> [Extract provided]
** Begin **

Srp said the county took a long-term approach in adjusting its plans for adding additional bed space at the law center. The county, prior to the referendum, discussed having expansion potential to add 24 beds on the second floor. The county decided to relocate the expansion potential area to the first floor, which Srp said will lead to future cost savings for the county.

“Through our design process, we had discussion about how at the time that was added it would require adding a full-time staff position to supervise those 24 inmates,” Srp said. “Which in staffing a facility like this equates to five full-time employees for that one position. By relocating that expansion opportunity off the second floor to the first floor adjacent to the intake and processing area we already had staffed, we will eliminate the need to add staff for that position.”

Determann referenced the county dealing with the same issue of overspending the budget at the time the current law center was constructed. He also raised concern about where the county will get the funds to pay for the overage.

** End **

> [Data segment]

** Begin **

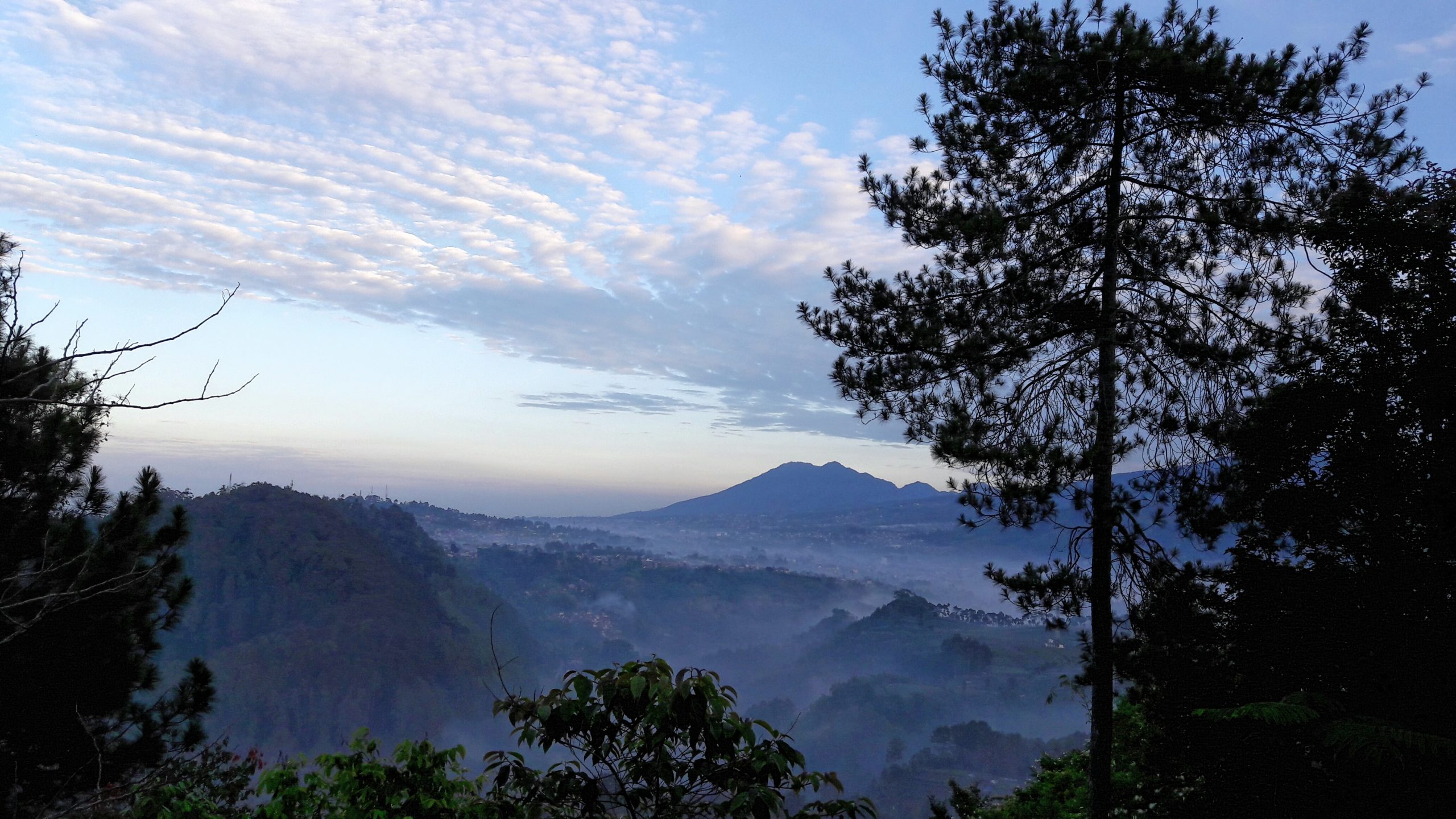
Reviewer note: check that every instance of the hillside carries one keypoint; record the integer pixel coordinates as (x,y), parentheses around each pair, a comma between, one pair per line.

** End **

> [Work to complete]
Answer these questions using the passage about the county law center:
(a) Before the referendum, how many beds did the county discuss adding on the second floor?
(b) According to Srp, how many full-time employees does staffing that one supervising position equate to?
(c) What concern did Determann raise about the overage?

> [Answer]
(a) 24 beds.
(b) Five full-time employees.
(c) He was concerned about where the county will get the funds to pay for the overage.